[Dataset excerpts]
·····
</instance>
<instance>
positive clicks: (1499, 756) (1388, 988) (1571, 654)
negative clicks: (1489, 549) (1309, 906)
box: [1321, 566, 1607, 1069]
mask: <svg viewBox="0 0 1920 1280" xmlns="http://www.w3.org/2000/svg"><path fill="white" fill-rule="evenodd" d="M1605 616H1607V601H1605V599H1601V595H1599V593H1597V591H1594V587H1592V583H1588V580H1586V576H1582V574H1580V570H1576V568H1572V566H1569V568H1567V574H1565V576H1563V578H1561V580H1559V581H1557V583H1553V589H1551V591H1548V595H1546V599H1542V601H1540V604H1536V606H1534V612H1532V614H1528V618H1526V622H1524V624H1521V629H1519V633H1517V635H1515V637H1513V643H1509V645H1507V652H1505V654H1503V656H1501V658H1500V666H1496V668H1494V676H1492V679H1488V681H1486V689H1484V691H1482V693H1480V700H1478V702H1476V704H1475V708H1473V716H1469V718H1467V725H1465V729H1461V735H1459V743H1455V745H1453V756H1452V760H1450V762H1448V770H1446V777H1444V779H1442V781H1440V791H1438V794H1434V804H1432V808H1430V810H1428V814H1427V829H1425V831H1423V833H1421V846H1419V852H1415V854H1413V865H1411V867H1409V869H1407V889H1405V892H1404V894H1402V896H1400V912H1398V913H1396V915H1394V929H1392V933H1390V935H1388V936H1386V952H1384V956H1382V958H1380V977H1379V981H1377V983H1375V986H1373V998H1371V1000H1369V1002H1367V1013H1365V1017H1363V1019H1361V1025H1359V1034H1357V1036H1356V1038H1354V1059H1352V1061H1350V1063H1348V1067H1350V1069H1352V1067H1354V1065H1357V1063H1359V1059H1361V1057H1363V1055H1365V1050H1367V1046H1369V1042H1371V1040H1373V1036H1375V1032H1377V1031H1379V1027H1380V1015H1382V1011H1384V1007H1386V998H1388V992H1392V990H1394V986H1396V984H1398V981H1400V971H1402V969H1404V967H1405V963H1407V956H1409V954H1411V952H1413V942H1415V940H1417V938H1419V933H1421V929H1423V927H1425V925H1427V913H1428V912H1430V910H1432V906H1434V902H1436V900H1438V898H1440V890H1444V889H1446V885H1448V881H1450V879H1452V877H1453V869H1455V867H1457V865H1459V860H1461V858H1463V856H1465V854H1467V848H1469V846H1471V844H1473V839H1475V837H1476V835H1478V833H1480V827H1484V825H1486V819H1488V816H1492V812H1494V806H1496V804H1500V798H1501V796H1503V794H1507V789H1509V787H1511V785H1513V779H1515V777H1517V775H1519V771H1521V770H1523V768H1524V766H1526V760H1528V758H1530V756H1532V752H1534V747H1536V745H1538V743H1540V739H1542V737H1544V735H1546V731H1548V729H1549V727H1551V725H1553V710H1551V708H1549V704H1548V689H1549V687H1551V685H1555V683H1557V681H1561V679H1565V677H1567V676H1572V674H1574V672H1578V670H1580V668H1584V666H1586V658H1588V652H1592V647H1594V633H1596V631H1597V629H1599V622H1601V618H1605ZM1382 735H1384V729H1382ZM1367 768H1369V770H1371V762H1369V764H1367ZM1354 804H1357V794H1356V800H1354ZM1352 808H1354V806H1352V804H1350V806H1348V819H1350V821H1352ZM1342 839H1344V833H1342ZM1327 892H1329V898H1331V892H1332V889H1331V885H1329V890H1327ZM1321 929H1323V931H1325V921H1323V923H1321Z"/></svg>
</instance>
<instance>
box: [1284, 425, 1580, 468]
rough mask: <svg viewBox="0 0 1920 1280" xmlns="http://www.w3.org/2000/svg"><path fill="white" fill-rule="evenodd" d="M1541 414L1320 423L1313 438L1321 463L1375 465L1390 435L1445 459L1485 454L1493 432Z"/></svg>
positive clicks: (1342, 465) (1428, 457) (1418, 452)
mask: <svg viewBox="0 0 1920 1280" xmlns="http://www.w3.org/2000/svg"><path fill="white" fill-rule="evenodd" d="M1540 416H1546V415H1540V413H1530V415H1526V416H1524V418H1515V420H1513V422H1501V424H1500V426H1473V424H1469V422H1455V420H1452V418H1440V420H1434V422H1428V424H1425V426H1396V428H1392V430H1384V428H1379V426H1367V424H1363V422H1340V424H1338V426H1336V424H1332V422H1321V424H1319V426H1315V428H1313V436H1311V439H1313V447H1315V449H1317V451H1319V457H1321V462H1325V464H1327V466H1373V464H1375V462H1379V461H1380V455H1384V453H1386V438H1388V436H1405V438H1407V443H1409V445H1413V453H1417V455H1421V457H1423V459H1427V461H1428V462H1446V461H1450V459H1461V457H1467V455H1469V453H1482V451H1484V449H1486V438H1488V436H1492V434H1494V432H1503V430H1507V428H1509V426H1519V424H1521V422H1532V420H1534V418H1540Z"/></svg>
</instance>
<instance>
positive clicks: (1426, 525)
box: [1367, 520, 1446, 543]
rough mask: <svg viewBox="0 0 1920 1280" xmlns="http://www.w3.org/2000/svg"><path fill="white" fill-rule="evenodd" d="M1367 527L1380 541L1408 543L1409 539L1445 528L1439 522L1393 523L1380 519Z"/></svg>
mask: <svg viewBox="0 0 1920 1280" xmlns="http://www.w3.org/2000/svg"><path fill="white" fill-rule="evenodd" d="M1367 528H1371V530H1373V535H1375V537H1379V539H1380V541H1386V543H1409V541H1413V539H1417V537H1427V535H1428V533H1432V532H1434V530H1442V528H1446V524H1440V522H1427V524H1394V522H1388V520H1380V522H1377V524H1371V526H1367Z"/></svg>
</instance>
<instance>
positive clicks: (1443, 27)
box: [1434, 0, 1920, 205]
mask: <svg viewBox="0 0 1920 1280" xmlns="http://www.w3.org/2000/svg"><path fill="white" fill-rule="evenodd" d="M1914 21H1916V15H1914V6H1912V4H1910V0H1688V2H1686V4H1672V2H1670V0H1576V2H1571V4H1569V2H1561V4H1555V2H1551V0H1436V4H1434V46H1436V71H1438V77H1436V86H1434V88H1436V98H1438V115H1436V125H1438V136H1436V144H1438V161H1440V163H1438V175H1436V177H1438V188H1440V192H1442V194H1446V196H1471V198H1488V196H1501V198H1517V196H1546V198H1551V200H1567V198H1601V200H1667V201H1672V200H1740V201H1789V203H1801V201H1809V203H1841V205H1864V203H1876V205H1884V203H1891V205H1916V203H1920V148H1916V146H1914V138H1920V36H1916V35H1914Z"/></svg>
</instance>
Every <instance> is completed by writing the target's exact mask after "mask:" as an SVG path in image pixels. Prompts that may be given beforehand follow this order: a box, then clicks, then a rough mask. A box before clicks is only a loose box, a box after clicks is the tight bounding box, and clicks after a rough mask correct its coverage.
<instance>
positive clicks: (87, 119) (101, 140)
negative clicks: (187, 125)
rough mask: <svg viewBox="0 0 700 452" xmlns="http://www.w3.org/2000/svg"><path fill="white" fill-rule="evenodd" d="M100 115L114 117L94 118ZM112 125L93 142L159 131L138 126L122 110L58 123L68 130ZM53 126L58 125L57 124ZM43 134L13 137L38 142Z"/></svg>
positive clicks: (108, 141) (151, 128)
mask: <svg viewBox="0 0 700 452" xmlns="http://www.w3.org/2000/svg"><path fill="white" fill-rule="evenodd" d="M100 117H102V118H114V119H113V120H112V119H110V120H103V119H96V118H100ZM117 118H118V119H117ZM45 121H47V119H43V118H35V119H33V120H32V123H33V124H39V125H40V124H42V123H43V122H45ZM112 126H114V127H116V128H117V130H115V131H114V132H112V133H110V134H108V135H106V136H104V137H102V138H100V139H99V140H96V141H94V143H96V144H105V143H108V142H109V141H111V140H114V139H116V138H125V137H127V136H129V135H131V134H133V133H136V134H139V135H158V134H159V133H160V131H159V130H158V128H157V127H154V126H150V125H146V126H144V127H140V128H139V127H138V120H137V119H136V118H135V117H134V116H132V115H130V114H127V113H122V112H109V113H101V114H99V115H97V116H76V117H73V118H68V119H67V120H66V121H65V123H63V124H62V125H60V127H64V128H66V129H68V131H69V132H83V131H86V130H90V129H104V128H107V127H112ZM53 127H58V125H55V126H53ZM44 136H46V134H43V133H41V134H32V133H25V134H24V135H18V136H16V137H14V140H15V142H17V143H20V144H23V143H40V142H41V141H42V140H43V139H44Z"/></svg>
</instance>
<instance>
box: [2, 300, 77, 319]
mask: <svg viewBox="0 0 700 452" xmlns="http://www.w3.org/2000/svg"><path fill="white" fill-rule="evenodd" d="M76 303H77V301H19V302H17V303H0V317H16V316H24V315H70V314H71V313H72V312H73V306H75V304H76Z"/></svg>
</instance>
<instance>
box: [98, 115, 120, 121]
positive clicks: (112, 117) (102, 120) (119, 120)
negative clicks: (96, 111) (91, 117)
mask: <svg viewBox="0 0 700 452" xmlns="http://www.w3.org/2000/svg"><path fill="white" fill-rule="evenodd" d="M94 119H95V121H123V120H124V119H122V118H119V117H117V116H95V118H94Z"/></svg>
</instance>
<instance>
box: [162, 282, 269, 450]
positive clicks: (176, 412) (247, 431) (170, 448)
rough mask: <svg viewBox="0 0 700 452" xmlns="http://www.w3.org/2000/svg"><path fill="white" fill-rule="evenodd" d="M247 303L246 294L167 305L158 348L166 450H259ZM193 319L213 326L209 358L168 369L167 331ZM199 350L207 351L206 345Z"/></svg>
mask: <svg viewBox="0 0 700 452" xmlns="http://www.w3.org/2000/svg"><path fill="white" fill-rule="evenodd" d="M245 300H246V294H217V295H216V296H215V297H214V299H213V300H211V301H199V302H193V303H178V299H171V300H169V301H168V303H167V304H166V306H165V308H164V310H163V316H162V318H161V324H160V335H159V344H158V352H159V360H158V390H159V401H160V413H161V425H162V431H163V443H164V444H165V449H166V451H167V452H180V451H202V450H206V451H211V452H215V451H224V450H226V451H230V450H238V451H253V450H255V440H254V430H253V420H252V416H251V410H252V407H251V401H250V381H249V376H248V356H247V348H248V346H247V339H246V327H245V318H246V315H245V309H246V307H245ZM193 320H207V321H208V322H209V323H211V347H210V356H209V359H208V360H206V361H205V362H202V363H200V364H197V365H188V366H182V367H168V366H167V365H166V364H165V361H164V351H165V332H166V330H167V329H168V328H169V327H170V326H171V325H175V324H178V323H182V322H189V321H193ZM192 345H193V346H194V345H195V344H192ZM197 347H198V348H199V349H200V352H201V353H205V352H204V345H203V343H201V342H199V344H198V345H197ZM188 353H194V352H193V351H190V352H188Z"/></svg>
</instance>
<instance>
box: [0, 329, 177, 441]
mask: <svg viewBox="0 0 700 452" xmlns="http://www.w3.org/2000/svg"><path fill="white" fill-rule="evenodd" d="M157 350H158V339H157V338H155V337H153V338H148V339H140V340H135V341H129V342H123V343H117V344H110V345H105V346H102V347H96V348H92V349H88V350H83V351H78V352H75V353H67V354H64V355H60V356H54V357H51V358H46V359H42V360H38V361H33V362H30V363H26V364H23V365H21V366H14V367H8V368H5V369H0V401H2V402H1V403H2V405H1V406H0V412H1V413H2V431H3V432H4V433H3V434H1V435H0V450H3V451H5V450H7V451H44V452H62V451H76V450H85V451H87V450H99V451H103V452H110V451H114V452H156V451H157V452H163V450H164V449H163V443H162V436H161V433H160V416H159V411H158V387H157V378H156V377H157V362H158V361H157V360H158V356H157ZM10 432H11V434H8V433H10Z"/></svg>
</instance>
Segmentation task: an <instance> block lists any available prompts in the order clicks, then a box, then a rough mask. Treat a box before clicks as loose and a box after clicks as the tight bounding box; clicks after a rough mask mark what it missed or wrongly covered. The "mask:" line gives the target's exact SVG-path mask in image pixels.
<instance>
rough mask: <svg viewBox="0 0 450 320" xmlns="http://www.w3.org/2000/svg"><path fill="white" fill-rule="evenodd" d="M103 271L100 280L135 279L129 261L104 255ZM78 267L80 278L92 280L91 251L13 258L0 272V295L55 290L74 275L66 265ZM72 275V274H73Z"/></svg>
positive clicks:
·····
## [Problem to solve]
Lay out the listing above as a numbered list, from its first line through the line holding "box: [1321, 566, 1607, 1069]", inclusive. Leave out blank lines.

## [Exercise solution]
1. </instance>
2. <instance>
3. positive clicks: (1499, 756) (1388, 988) (1571, 654)
4. negative clicks: (1489, 549) (1309, 906)
5. box: [1321, 566, 1607, 1069]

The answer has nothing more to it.